#### Provided records ####
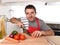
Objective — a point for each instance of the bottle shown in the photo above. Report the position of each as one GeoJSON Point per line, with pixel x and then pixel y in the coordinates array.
{"type": "Point", "coordinates": [2, 27]}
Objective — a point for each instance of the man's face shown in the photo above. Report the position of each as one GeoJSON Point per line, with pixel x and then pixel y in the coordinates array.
{"type": "Point", "coordinates": [30, 14]}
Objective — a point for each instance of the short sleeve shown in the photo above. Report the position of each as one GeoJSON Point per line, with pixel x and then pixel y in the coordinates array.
{"type": "Point", "coordinates": [44, 26]}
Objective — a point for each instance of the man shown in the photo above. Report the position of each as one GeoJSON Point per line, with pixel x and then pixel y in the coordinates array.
{"type": "Point", "coordinates": [36, 27]}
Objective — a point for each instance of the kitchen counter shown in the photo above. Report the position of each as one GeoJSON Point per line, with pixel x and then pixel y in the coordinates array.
{"type": "Point", "coordinates": [45, 40]}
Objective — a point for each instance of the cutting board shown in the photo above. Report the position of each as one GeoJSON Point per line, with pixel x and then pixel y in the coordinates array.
{"type": "Point", "coordinates": [28, 41]}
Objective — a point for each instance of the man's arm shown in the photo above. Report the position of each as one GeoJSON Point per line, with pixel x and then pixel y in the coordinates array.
{"type": "Point", "coordinates": [48, 33]}
{"type": "Point", "coordinates": [16, 21]}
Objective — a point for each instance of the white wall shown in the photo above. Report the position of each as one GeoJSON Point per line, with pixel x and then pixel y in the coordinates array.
{"type": "Point", "coordinates": [48, 13]}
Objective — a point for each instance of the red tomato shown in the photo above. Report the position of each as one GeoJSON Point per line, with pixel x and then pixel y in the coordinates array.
{"type": "Point", "coordinates": [17, 36]}
{"type": "Point", "coordinates": [22, 37]}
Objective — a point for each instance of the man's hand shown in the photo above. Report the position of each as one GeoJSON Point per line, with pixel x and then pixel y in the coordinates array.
{"type": "Point", "coordinates": [20, 24]}
{"type": "Point", "coordinates": [37, 34]}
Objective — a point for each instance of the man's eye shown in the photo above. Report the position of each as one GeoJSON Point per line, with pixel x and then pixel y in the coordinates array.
{"type": "Point", "coordinates": [27, 13]}
{"type": "Point", "coordinates": [32, 12]}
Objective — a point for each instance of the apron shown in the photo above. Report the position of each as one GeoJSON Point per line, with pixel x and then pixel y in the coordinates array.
{"type": "Point", "coordinates": [31, 29]}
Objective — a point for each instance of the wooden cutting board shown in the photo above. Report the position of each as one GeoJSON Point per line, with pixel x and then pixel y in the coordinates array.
{"type": "Point", "coordinates": [28, 41]}
{"type": "Point", "coordinates": [35, 41]}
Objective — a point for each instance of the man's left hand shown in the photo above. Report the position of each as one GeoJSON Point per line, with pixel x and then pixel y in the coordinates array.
{"type": "Point", "coordinates": [37, 34]}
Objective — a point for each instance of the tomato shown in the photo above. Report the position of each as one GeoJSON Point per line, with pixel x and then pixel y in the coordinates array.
{"type": "Point", "coordinates": [14, 32]}
{"type": "Point", "coordinates": [22, 37]}
{"type": "Point", "coordinates": [16, 37]}
{"type": "Point", "coordinates": [11, 35]}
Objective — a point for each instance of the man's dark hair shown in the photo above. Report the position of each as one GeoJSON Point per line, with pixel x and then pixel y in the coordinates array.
{"type": "Point", "coordinates": [30, 7]}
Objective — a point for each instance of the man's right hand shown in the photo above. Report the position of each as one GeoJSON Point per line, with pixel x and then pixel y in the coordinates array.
{"type": "Point", "coordinates": [20, 24]}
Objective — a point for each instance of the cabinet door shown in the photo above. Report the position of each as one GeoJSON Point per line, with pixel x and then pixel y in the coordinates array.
{"type": "Point", "coordinates": [12, 0]}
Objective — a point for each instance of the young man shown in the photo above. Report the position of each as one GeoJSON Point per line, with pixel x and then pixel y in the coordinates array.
{"type": "Point", "coordinates": [36, 27]}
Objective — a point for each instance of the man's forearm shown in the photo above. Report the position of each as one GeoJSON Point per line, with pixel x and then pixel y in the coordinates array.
{"type": "Point", "coordinates": [48, 33]}
{"type": "Point", "coordinates": [14, 20]}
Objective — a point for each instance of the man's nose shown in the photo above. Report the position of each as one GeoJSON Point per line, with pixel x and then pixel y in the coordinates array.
{"type": "Point", "coordinates": [30, 14]}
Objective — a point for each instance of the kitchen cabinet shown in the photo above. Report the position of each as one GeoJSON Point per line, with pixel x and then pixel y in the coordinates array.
{"type": "Point", "coordinates": [17, 0]}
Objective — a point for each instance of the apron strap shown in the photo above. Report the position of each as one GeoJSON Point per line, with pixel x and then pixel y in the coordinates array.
{"type": "Point", "coordinates": [38, 23]}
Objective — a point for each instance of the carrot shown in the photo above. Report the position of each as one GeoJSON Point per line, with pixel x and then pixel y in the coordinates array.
{"type": "Point", "coordinates": [11, 40]}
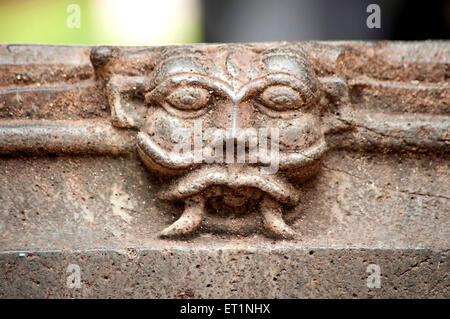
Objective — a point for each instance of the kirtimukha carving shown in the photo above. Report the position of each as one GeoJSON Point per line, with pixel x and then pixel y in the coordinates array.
{"type": "Point", "coordinates": [241, 127]}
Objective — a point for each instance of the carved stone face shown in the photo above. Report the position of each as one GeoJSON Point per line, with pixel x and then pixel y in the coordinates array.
{"type": "Point", "coordinates": [222, 93]}
{"type": "Point", "coordinates": [207, 101]}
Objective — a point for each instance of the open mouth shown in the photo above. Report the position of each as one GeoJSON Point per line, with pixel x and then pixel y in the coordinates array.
{"type": "Point", "coordinates": [201, 179]}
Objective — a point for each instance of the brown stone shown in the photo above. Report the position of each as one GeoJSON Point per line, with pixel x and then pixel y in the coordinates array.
{"type": "Point", "coordinates": [88, 177]}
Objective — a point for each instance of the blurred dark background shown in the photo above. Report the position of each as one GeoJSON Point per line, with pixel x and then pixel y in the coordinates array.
{"type": "Point", "coordinates": [265, 20]}
{"type": "Point", "coordinates": [157, 22]}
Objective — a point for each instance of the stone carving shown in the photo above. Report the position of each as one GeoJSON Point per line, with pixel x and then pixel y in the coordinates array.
{"type": "Point", "coordinates": [231, 90]}
{"type": "Point", "coordinates": [215, 100]}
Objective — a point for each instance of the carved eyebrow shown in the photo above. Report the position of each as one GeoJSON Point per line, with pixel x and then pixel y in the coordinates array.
{"type": "Point", "coordinates": [273, 79]}
{"type": "Point", "coordinates": [190, 78]}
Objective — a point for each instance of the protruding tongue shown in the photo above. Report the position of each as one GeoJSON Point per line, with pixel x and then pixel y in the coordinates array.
{"type": "Point", "coordinates": [190, 220]}
{"type": "Point", "coordinates": [272, 213]}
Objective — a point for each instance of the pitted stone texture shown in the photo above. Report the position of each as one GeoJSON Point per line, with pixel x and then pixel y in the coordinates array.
{"type": "Point", "coordinates": [226, 272]}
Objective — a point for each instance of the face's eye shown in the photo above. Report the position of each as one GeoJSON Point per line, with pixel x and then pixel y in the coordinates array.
{"type": "Point", "coordinates": [188, 98]}
{"type": "Point", "coordinates": [281, 98]}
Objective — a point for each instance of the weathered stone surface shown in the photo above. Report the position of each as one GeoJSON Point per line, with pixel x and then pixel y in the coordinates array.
{"type": "Point", "coordinates": [380, 195]}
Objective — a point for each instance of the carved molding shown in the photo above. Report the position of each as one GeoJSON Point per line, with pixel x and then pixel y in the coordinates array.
{"type": "Point", "coordinates": [320, 96]}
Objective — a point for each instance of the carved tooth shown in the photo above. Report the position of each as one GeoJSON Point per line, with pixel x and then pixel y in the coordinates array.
{"type": "Point", "coordinates": [272, 213]}
{"type": "Point", "coordinates": [190, 220]}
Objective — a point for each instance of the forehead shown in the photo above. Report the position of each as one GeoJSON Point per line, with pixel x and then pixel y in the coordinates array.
{"type": "Point", "coordinates": [235, 65]}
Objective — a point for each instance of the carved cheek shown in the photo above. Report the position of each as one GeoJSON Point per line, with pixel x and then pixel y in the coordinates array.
{"type": "Point", "coordinates": [165, 129]}
{"type": "Point", "coordinates": [299, 133]}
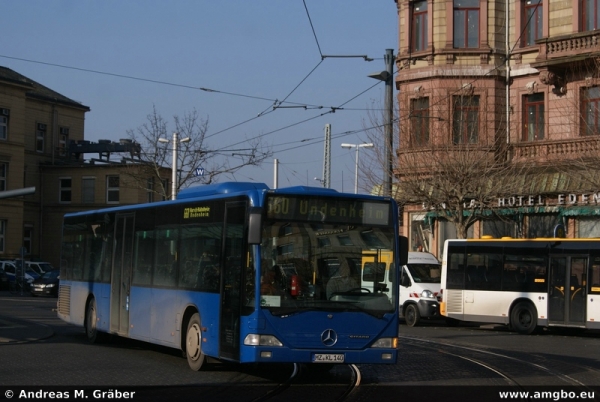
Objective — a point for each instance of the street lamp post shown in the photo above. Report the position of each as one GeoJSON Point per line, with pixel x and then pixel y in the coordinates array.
{"type": "Point", "coordinates": [174, 146]}
{"type": "Point", "coordinates": [357, 146]}
{"type": "Point", "coordinates": [388, 77]}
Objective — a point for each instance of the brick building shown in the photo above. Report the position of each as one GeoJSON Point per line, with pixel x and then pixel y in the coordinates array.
{"type": "Point", "coordinates": [517, 80]}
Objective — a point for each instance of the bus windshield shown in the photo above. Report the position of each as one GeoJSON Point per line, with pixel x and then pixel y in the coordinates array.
{"type": "Point", "coordinates": [313, 260]}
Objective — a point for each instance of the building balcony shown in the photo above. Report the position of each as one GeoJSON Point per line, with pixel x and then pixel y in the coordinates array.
{"type": "Point", "coordinates": [559, 50]}
{"type": "Point", "coordinates": [559, 150]}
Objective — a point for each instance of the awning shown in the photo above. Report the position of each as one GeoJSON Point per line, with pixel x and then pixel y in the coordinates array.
{"type": "Point", "coordinates": [514, 213]}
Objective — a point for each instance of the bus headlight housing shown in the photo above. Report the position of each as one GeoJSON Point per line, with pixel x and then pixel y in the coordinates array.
{"type": "Point", "coordinates": [386, 343]}
{"type": "Point", "coordinates": [261, 340]}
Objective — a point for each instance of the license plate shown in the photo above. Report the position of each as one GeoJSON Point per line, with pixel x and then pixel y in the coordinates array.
{"type": "Point", "coordinates": [328, 358]}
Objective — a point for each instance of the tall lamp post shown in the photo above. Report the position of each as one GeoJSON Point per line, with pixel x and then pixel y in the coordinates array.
{"type": "Point", "coordinates": [174, 146]}
{"type": "Point", "coordinates": [357, 146]}
{"type": "Point", "coordinates": [388, 77]}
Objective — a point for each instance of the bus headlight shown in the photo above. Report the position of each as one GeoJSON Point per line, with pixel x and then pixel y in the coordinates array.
{"type": "Point", "coordinates": [386, 343]}
{"type": "Point", "coordinates": [261, 340]}
{"type": "Point", "coordinates": [428, 294]}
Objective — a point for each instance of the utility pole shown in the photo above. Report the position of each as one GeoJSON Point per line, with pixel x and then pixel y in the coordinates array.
{"type": "Point", "coordinates": [327, 157]}
{"type": "Point", "coordinates": [388, 77]}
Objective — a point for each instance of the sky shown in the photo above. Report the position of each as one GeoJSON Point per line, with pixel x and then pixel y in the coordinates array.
{"type": "Point", "coordinates": [124, 58]}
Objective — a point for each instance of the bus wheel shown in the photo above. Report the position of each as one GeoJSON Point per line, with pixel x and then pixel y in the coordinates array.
{"type": "Point", "coordinates": [523, 318]}
{"type": "Point", "coordinates": [91, 318]}
{"type": "Point", "coordinates": [411, 315]}
{"type": "Point", "coordinates": [193, 345]}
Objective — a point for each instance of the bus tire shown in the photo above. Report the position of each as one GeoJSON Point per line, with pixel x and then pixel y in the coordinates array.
{"type": "Point", "coordinates": [412, 315]}
{"type": "Point", "coordinates": [91, 319]}
{"type": "Point", "coordinates": [523, 318]}
{"type": "Point", "coordinates": [193, 343]}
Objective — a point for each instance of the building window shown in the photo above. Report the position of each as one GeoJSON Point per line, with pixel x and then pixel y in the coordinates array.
{"type": "Point", "coordinates": [419, 26]}
{"type": "Point", "coordinates": [150, 189]}
{"type": "Point", "coordinates": [28, 238]}
{"type": "Point", "coordinates": [533, 117]}
{"type": "Point", "coordinates": [40, 138]}
{"type": "Point", "coordinates": [419, 119]}
{"type": "Point", "coordinates": [3, 176]}
{"type": "Point", "coordinates": [466, 23]}
{"type": "Point", "coordinates": [590, 111]}
{"type": "Point", "coordinates": [2, 235]}
{"type": "Point", "coordinates": [345, 240]}
{"type": "Point", "coordinates": [589, 14]}
{"type": "Point", "coordinates": [65, 189]}
{"type": "Point", "coordinates": [63, 141]}
{"type": "Point", "coordinates": [165, 184]}
{"type": "Point", "coordinates": [4, 113]}
{"type": "Point", "coordinates": [533, 21]}
{"type": "Point", "coordinates": [465, 123]}
{"type": "Point", "coordinates": [88, 190]}
{"type": "Point", "coordinates": [112, 189]}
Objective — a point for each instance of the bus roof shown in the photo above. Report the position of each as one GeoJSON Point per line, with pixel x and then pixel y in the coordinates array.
{"type": "Point", "coordinates": [220, 188]}
{"type": "Point", "coordinates": [512, 239]}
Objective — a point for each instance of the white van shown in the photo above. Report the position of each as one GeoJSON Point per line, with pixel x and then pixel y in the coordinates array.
{"type": "Point", "coordinates": [420, 287]}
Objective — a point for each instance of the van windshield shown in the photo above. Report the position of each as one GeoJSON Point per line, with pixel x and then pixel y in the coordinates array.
{"type": "Point", "coordinates": [427, 273]}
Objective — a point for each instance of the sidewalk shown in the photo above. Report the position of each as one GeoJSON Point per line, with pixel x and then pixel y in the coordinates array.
{"type": "Point", "coordinates": [18, 330]}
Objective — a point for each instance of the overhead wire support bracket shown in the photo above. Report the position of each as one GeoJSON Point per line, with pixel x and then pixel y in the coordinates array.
{"type": "Point", "coordinates": [367, 58]}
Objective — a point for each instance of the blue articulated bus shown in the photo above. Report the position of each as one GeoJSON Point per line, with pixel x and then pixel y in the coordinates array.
{"type": "Point", "coordinates": [239, 272]}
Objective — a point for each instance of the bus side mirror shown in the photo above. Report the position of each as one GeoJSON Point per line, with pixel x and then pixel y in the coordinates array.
{"type": "Point", "coordinates": [403, 250]}
{"type": "Point", "coordinates": [255, 225]}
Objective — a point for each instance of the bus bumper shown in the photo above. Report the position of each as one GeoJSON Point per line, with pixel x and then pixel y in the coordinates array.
{"type": "Point", "coordinates": [285, 355]}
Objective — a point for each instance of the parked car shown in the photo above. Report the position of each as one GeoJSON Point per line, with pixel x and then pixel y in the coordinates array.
{"type": "Point", "coordinates": [47, 284]}
{"type": "Point", "coordinates": [10, 269]}
{"type": "Point", "coordinates": [39, 267]}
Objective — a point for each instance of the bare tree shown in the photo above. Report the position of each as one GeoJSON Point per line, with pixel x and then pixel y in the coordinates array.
{"type": "Point", "coordinates": [193, 154]}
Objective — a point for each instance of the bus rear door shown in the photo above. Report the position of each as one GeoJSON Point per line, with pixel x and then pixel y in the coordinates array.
{"type": "Point", "coordinates": [121, 274]}
{"type": "Point", "coordinates": [566, 293]}
{"type": "Point", "coordinates": [234, 264]}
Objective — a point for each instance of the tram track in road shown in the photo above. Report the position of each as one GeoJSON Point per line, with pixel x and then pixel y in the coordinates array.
{"type": "Point", "coordinates": [510, 370]}
{"type": "Point", "coordinates": [310, 382]}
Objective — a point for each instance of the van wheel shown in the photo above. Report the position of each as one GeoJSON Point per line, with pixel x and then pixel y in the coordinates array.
{"type": "Point", "coordinates": [523, 318]}
{"type": "Point", "coordinates": [411, 315]}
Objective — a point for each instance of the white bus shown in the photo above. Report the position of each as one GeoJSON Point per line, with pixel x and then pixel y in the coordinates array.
{"type": "Point", "coordinates": [524, 283]}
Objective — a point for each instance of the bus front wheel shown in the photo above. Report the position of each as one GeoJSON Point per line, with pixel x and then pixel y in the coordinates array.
{"type": "Point", "coordinates": [523, 318]}
{"type": "Point", "coordinates": [412, 315]}
{"type": "Point", "coordinates": [193, 343]}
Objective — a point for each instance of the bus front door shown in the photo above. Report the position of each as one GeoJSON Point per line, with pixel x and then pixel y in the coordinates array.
{"type": "Point", "coordinates": [121, 274]}
{"type": "Point", "coordinates": [234, 263]}
{"type": "Point", "coordinates": [566, 304]}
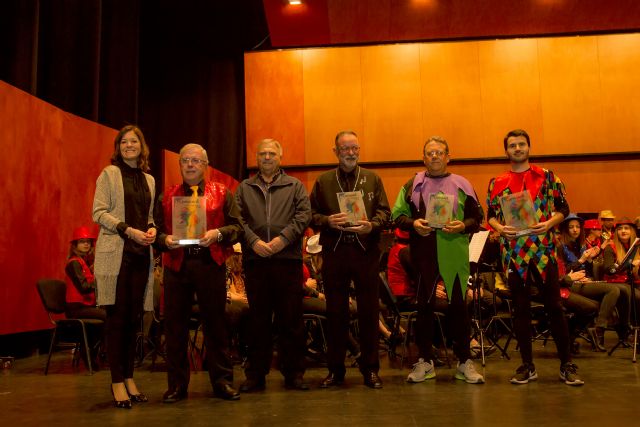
####
__What is expected__.
Please filter the material above and copy every line that contains the string "windshield". Matching is case-sensitive.

__The output__.
Objective — a point for each instance of the bus windshield shown in the photo above. Report the position of each as one GeoJSON Point per line, with pixel x and then pixel y in the coordinates array.
Objective — a point for each instance of the van windshield shown in the photo above. Report the position of each as one GeoJSON Point per line, with pixel x and then pixel y in the coordinates array.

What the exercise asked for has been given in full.